_Work task_. According to the excerpt below on New York's HALT solitary confinement law, on what date did the office of the State Inspector General issue its report on the law's first two years?

_Source text_.
*** Begin section ***

On Aug. 5, 2024, the office of the New York State Inspector General issued a report reviewing the first two years of HALT. “Aside from issues relating to recordkeeping, OIG also identified a number of areas where DOCCS remains short of full compliance with the provisions of HALT,” said the report. “Additionally, OIG identified clear ambiguities in the HALT Act in defining special populations exempt from segregated confinement. This lack of clarity is, and will remain, the source of significant complaints absent legislative clarification.”
Ballen said she had heard from some incarcerated women who did not like HALT, saying it made them feel less safe. The reason, though, appears to be that same misinterpretation of what the law says. The Recorder spoke with Pamela, a former resident of both Bedford Hills and Taconic Correctional institutions. Though she was released in 2018, she is still in touch with currently incarcerated women, and said they tell her solitary confinement is no longer being used at all. The problem, she said, is that the practice was being abused before, and now things have swung completely in the other direction. “There needs to be a balance,” she said.
“I was incarcerated when they were still putting people on 24-hour-a-day lockdown,” said Pamela. “When they were able to, they were abusing that authority — and then they completely took it away.” She said she knew someone who was in isolation for seven years, and someone who was in isolation for 15 years. “It seems like, there were some officers who decided, if they weren’t able to use isolation however they wanted, they were not going to use it at all.”
One thing Pamela confirmed was that the staffing shortage has been around for a very long time. “When I was in, in 2016, I heard guards complaining that they just finished their shift and were being held on for another shift,” she said. “They were working 16-hour days back then. I know there were guards I saw all the time. There never seemed to be as many as they claimed were working there.”

*** End section ***

_Supplied material_.
*** Begin section ***

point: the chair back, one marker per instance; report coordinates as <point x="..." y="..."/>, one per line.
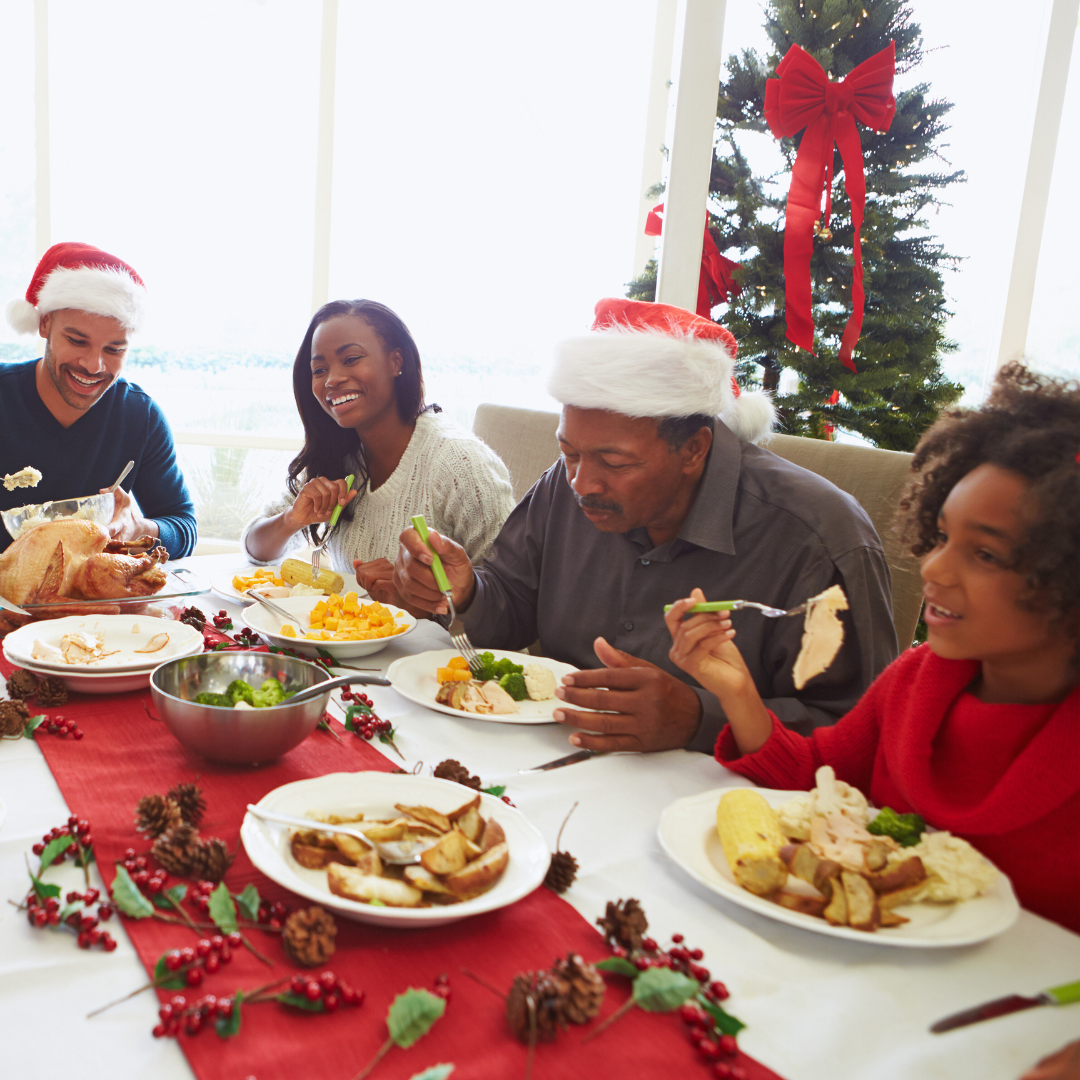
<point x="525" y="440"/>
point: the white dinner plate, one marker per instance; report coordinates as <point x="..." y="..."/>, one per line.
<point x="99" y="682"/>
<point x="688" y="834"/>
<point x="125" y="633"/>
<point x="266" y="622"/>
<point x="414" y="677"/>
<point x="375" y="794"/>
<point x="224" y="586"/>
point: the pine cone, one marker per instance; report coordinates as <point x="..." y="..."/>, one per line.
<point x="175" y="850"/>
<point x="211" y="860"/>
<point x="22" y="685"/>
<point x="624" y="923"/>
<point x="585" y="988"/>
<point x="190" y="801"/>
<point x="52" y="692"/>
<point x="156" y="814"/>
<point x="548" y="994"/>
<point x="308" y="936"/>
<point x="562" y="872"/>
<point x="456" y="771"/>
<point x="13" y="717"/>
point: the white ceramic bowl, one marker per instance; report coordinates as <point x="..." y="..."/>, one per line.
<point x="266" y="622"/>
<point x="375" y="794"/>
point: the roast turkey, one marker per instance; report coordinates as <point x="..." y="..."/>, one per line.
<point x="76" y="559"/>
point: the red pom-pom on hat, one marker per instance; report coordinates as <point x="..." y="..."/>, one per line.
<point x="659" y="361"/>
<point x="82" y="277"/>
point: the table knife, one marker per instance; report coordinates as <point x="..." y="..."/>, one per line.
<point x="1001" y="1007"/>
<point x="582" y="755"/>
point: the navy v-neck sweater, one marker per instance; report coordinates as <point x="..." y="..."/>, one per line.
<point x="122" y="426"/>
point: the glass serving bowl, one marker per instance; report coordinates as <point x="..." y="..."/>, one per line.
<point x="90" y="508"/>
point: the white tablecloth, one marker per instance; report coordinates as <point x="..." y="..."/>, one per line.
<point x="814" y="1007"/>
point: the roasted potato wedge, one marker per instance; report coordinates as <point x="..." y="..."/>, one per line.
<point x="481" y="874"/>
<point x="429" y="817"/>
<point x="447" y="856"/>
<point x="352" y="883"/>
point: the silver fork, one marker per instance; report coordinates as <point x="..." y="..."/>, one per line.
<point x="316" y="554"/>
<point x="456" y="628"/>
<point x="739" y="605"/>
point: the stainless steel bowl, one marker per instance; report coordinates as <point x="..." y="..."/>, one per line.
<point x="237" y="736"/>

*** End section ***

_Task output_. Aug. 5, 2024